_YOUR TASK_
Where the string "town" occurs in a line of the data below, that line should be copied.

[Data extracted from a collection]
----------

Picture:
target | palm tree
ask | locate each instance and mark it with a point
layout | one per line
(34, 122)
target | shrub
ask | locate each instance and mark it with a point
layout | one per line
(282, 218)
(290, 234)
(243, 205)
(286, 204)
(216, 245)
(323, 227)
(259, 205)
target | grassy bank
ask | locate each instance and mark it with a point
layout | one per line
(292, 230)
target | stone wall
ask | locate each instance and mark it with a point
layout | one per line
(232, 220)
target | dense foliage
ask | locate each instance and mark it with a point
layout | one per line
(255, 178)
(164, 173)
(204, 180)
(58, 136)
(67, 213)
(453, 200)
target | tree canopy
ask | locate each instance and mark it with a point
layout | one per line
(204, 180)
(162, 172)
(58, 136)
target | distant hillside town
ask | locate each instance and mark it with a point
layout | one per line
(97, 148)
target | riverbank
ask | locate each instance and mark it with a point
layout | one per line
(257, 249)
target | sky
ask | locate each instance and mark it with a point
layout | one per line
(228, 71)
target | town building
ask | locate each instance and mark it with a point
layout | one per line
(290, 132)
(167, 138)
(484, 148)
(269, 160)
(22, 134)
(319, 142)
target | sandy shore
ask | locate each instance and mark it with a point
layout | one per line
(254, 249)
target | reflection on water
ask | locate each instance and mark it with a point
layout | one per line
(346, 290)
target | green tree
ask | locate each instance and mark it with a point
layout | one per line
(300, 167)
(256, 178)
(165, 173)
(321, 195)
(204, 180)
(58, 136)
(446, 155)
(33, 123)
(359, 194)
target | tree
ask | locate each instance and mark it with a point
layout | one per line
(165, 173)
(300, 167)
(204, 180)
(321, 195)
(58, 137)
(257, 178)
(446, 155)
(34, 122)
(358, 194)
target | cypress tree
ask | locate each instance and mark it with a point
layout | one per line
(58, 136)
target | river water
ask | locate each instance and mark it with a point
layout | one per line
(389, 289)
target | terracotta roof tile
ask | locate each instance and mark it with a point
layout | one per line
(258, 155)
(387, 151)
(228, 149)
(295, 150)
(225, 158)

----------

_RESPONSE TO THIS EXERCISE_
target | distant hillside town
target | town building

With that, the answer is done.